[Begin]

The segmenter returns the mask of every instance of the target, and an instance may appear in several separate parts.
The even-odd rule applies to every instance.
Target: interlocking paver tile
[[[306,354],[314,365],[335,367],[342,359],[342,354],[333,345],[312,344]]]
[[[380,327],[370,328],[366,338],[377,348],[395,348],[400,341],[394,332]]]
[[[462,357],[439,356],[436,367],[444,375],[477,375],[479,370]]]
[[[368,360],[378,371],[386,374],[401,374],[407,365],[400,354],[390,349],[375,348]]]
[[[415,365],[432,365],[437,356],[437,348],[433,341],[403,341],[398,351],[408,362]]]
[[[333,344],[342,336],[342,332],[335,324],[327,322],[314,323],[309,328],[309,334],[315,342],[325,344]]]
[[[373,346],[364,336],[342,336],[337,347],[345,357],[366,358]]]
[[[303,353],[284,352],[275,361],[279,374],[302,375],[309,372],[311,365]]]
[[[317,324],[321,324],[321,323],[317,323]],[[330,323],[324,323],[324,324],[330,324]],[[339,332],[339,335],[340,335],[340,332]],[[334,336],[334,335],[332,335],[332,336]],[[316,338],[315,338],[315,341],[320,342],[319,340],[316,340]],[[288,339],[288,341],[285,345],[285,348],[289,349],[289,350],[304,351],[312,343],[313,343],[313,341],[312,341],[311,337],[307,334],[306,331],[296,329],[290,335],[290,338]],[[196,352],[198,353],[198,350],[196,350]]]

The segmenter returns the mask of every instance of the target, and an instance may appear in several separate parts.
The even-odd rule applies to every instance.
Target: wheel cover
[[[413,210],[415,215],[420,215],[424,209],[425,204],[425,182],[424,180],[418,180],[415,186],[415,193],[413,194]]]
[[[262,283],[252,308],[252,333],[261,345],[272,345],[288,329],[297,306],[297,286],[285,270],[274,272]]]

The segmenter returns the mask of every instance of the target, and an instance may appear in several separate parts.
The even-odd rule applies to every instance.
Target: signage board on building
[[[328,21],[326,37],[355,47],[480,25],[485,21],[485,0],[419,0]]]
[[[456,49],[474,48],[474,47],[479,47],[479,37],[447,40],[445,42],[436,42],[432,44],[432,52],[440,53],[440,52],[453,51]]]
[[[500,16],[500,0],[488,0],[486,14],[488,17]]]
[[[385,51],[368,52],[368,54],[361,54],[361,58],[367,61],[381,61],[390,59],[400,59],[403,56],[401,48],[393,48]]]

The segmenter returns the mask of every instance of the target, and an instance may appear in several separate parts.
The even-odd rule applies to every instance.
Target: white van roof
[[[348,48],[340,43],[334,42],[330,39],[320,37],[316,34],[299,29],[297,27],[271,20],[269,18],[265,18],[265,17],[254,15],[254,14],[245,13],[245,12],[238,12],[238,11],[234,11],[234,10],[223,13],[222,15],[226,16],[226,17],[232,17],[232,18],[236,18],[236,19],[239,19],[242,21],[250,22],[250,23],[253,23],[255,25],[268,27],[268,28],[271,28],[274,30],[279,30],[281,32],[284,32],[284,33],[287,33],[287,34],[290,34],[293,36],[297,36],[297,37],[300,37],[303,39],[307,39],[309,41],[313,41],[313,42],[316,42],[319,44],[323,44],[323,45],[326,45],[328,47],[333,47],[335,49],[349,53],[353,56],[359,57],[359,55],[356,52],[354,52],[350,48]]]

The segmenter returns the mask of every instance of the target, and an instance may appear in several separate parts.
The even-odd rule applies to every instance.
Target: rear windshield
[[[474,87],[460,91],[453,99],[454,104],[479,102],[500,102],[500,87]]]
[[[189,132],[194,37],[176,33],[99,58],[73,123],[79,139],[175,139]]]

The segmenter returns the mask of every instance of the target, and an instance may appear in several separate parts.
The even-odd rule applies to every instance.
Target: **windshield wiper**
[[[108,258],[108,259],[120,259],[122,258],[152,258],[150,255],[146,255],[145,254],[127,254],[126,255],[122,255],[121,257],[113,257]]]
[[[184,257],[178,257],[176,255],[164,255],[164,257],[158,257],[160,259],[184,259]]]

[End]

Objective: Starting at the beginning of the records and ending at the line that contains "[[[462,357],[439,356],[436,367],[444,375],[477,375],[479,370]]]", repeat every line, requests included, but rescale each polygon coordinate in the answers by multiplying it by 2.5 and rounding to a whole number, with halves rounded up. Give only those lines.

Response to the task:
The segmenter returns the mask of every instance of the target, and an instance may appear in several separate parts.
The even-odd rule applies to every instance.
Target: interlocking paver tile
[[[765,885],[785,913],[838,918],[855,898],[855,885],[833,863],[780,860]]]
[[[950,818],[925,820],[915,845],[943,870],[988,870],[1000,853],[985,830]]]
[[[1155,893],[1098,890],[1090,918],[1110,938],[1193,938],[1198,925]]]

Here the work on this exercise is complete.